Copy every one of the records below verbatim, line for line.

= = =

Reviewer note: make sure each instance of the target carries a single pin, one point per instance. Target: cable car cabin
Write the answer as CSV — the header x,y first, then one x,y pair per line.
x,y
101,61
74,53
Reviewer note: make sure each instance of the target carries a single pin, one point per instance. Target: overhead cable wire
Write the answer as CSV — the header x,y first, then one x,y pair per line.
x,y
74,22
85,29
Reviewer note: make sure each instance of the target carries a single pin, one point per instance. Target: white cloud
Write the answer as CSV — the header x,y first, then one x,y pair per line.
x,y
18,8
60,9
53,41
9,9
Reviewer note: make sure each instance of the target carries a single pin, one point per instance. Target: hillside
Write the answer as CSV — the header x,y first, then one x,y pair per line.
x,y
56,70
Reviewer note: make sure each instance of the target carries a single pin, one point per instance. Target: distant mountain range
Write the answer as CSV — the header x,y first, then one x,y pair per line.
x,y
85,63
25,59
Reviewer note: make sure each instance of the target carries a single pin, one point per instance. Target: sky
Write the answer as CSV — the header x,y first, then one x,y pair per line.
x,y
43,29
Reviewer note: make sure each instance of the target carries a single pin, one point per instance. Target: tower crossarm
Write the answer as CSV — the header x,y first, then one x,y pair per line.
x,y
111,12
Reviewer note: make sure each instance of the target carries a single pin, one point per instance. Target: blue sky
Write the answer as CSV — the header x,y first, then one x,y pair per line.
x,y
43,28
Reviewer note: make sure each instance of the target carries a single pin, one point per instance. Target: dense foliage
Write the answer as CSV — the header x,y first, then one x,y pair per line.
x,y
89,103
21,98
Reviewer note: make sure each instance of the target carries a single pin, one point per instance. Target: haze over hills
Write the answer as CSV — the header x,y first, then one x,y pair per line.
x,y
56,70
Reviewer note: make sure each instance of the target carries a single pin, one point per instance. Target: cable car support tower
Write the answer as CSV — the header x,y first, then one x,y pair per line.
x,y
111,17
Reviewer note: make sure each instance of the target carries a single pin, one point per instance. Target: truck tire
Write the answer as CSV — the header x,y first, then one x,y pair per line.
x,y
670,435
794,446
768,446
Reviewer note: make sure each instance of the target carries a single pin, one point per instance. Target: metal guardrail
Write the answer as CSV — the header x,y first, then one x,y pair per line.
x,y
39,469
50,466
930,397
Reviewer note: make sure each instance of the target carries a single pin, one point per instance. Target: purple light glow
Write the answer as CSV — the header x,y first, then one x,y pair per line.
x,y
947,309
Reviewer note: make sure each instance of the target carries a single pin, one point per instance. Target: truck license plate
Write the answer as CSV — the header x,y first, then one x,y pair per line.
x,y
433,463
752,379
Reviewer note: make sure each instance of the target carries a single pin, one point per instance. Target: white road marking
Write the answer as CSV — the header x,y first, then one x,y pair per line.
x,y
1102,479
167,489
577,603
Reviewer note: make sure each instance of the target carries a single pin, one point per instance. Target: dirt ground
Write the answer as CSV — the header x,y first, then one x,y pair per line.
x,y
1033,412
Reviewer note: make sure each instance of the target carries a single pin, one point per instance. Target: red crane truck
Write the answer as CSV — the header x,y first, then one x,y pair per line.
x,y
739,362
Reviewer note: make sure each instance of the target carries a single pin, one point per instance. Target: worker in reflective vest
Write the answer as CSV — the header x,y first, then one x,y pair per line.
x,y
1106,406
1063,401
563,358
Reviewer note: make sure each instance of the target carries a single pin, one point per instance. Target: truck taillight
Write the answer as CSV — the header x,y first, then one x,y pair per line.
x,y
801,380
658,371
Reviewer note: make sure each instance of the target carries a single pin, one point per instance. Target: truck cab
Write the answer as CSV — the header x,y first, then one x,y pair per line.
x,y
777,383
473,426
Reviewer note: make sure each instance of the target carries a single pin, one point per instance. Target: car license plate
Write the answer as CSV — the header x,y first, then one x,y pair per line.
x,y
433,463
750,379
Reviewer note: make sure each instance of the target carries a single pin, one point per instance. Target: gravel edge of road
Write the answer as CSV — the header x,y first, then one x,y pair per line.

= = =

→ THE SOLUTION
Reviewer note: make sure each instance of the target carries a single pin, one point per instance. Target: cable car cabin
Write the answer as CSV — the header x,y first, then one x,y pair per line.
x,y
101,61
74,53
Reviewer note: make sure each instance of the target carries a single pin, one point per instance. Target: overhead cable wire
Write the answer as CSV — the header x,y first, then one x,y pair per line.
x,y
74,22
85,29
Reviewer note: make sure each instance of the target carries a single pin, one point per instance. Target: white cloud
Write the answer as CSV — the header x,y first, then one x,y pair per line.
x,y
18,8
60,9
53,41
9,9
Reviewer note: make sure each instance of the target carries a single pin, one point per instance. Target: hillside
Write the answer as CSV — the header x,y first, then one x,y pair per line.
x,y
56,70
Reviewer note: make sure each instance of the target carries a single pin, one point per instance. Target: distant mountain range
Write the answer as CSV — the header x,y first, then one x,y pair per line.
x,y
85,63
25,59
Reviewer note: make sure each instance of the target carries a single pin, one point per instance. Target: sky
Write the answer as CSV — the header x,y first, then one x,y pair per line.
x,y
43,29
Reviewer note: make sure each instance of the target carries a single pin, one point per instance. Target: tower crossarm
Write the answer as CSV — the header x,y first, then one x,y pair per line.
x,y
111,12
Reviewer note: make sure each instance of the target carries a single pin, one point per instance. Target: blue sky
Write the answer as CSV — the header x,y first, then one x,y pair per line.
x,y
43,28
Reviewer note: make sure each instance of the target carries a single pin, one point per instance. Target: dense foliage
Write the answer as CSV — the header x,y first, then one x,y pair per line.
x,y
89,103
21,98
Reviewer note: make sure each instance of the target carries a single pin, one point per instance. Target: haze over hills
Write the answer as CSV — the header x,y first, then one x,y pair per line.
x,y
56,70
Reviewer note: make sure each instance of the target carries a single pin, one point per instance. Target: cable car support tower
Write the answer as CSV — the header x,y first, then one x,y pair per line.
x,y
111,17
Reviewer note: make sure each instance of the target carries a single pin, one point per instance. Target: truck tire
Write the answer as CSV — the header x,y first, then one x,y pair per line.
x,y
670,435
794,446
768,446
Reviewer note: make sure each instance of the target carries a single pin, one point per instance. Target: metal guardrail
Write the answer as CSV — the header x,y first, then one x,y pair per line.
x,y
39,469
50,466
930,397
Reviewer note: make sure each instance of the target carries a single pin, one point per instance. Target: purple light glow
Write the answer as CSV — the header x,y first, then one x,y pair per line.
x,y
947,309
Reviewer note: make sure each instance of the target carries a single pin, one point per instance. Target: truck license plate
Write the answer as CSV — the header x,y first, then one x,y pair per line.
x,y
433,463
752,379
Reviewer note: make sure each instance of the target carries a single pin, one point per instance. Target: white road marking
Write the answer as CSV — the header x,y first, then one x,y pair per line.
x,y
1102,479
167,489
577,603
Reviewer note: make sure each instance of the target carries a single pin, one point per instance. Target: dirt ground
Write the answer as CSV — the header x,y first, then one x,y pair per line.
x,y
1033,412
Reviewer note: make sure each instance of the target carries a single pin, one point per instance. Target: red crane truck
Write the answer as CSV — the header x,y first, then one x,y pair per line.
x,y
739,362
Reviewer note: make sure each instance of the target carries a single pin, one point per instance. Target: worker in reflective vest
Write the answer as CSV — the header x,y first, then one x,y pair per line.
x,y
1106,406
1063,401
563,358
Reviewer note: make sure each instance of the target carries a single pin, one point per instance. Target: truck taillight
Write the answer as CSV — the header x,y first, then one x,y pair per line.
x,y
801,380
658,371
Reviewer note: make sure each instance of the target carries a single pin, one point per instance. Target: truck cab
Write the answer as CSV — the header x,y first, then one x,y pair per line.
x,y
777,383
473,426
Reviewer note: make sure each instance of the target carries a single pin, one point per instance. Target: car license plate
Write the answer as CSV — the header x,y first, then one x,y pair per line.
x,y
433,463
750,379
Reviewer note: make sure each instance of the target carries a single pin, one point per instance. Target: gravel edge of road
Write the answer as CSV — the header x,y first, then one x,y pair per line.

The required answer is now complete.